RECORDS FOR THIS EXERCISE section start

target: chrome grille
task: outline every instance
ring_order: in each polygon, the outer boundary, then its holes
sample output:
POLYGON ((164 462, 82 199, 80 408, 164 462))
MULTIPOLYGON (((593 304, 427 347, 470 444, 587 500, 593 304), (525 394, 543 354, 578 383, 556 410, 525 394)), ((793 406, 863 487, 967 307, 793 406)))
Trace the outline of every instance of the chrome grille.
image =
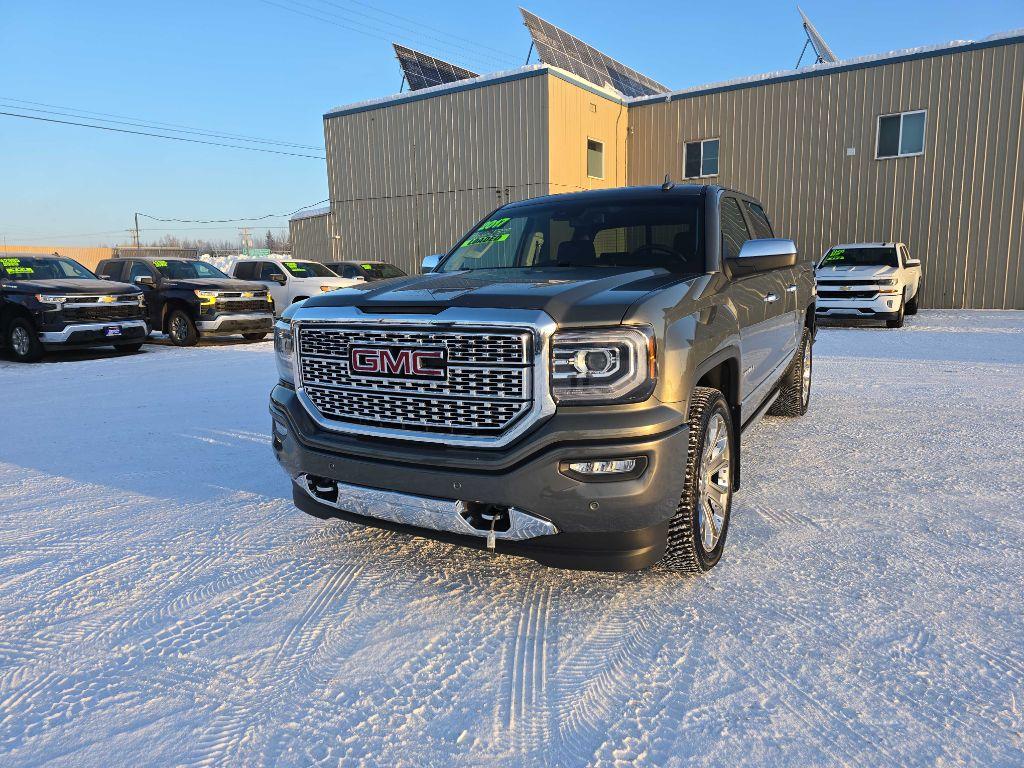
POLYGON ((497 434, 533 405, 529 331, 298 326, 303 390, 332 421, 452 435, 497 434), (365 376, 352 346, 444 346, 444 379, 365 376))

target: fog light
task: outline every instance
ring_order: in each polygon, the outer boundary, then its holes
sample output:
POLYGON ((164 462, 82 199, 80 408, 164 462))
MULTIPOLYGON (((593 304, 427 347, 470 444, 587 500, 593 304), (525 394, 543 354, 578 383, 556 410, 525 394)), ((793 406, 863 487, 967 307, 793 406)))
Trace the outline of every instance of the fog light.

RECORDS FOR THIS EXERCISE section end

EXERCISE DIRECTIONS ▸
Drop every picture from the data, then output all the rest exactly.

WRITTEN SOLUTION ▸
target: chrome grille
task: outline every instance
ring_order: in each polygon, the outer boundary, then its holes
sample output:
POLYGON ((164 462, 82 199, 80 408, 164 462))
MULTIPOLYGON (((593 304, 427 347, 470 444, 587 500, 593 304), (525 394, 543 354, 578 383, 556 410, 525 394)), ((793 406, 863 487, 967 307, 793 406)))
Trace the outline of every instance of the chrome grille.
image =
POLYGON ((497 434, 533 405, 529 331, 298 326, 303 390, 332 421, 452 435, 497 434), (365 376, 352 346, 444 346, 444 379, 365 376))

target: fog light
task: outline every instance
ring_order: in each polygon, the outer boundary, then its holes
sample output:
POLYGON ((164 462, 82 199, 80 408, 164 462))
MULTIPOLYGON (((593 304, 427 347, 470 444, 587 500, 593 304), (525 394, 543 354, 578 383, 556 410, 525 394)), ((793 406, 863 487, 967 307, 793 406)))
Trace the outline of every instance of the fog light.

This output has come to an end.